> [Material]
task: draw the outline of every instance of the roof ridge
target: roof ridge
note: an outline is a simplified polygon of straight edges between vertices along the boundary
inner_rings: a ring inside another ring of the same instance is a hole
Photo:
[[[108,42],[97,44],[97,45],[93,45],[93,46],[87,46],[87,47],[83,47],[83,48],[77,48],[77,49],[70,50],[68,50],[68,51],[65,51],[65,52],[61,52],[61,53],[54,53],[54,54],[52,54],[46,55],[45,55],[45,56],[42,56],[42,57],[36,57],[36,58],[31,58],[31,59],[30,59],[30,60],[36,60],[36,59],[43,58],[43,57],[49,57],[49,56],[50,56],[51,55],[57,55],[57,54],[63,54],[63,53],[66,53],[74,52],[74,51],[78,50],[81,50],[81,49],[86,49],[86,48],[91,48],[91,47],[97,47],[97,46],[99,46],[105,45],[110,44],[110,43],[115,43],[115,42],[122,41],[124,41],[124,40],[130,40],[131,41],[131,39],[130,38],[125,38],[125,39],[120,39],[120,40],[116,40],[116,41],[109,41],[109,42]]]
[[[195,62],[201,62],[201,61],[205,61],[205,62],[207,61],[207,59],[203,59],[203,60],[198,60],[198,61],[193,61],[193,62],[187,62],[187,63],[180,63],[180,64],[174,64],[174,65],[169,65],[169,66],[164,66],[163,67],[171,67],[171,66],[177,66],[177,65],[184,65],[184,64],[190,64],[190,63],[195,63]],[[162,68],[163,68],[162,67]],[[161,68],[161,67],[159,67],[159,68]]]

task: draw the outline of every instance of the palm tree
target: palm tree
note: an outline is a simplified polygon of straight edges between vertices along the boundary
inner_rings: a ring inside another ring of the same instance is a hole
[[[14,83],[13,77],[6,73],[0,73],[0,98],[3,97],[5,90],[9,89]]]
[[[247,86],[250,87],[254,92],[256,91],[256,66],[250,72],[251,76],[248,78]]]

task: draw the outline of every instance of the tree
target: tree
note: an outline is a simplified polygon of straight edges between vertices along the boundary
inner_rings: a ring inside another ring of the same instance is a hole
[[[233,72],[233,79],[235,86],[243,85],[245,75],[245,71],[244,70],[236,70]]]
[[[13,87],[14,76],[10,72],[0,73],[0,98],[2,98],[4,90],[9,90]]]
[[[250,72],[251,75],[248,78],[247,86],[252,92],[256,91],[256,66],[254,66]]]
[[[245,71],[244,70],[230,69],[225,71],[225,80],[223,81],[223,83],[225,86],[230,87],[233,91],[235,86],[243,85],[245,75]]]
---
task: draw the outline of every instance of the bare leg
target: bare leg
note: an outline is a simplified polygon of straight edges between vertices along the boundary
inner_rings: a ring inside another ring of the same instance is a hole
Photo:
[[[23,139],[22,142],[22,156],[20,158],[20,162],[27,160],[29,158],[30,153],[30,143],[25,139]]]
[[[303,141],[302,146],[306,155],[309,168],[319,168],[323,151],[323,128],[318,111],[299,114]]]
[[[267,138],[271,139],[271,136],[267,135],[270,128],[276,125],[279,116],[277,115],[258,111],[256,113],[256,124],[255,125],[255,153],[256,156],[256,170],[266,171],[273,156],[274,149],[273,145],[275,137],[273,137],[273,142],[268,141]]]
---
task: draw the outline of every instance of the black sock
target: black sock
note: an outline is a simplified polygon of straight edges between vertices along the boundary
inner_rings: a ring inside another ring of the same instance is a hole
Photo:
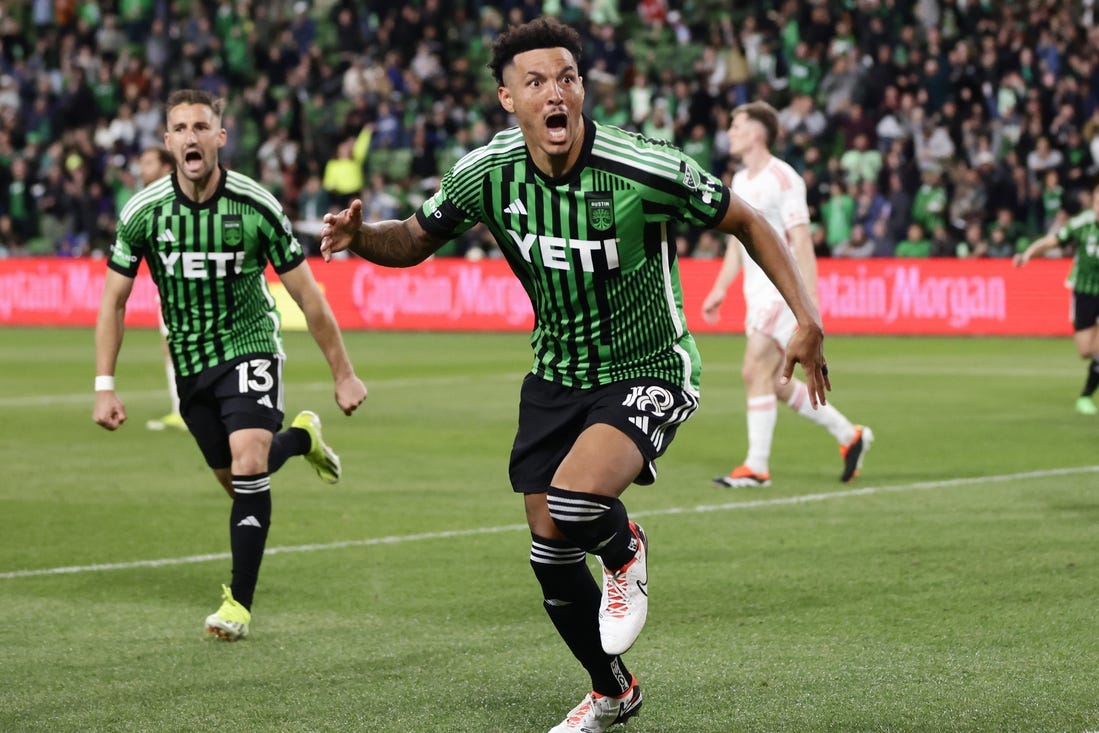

> [Written instruction]
How many lines in the material above contain the string "ridge"? Reply with the number only.

> [Solution for this exercise]
2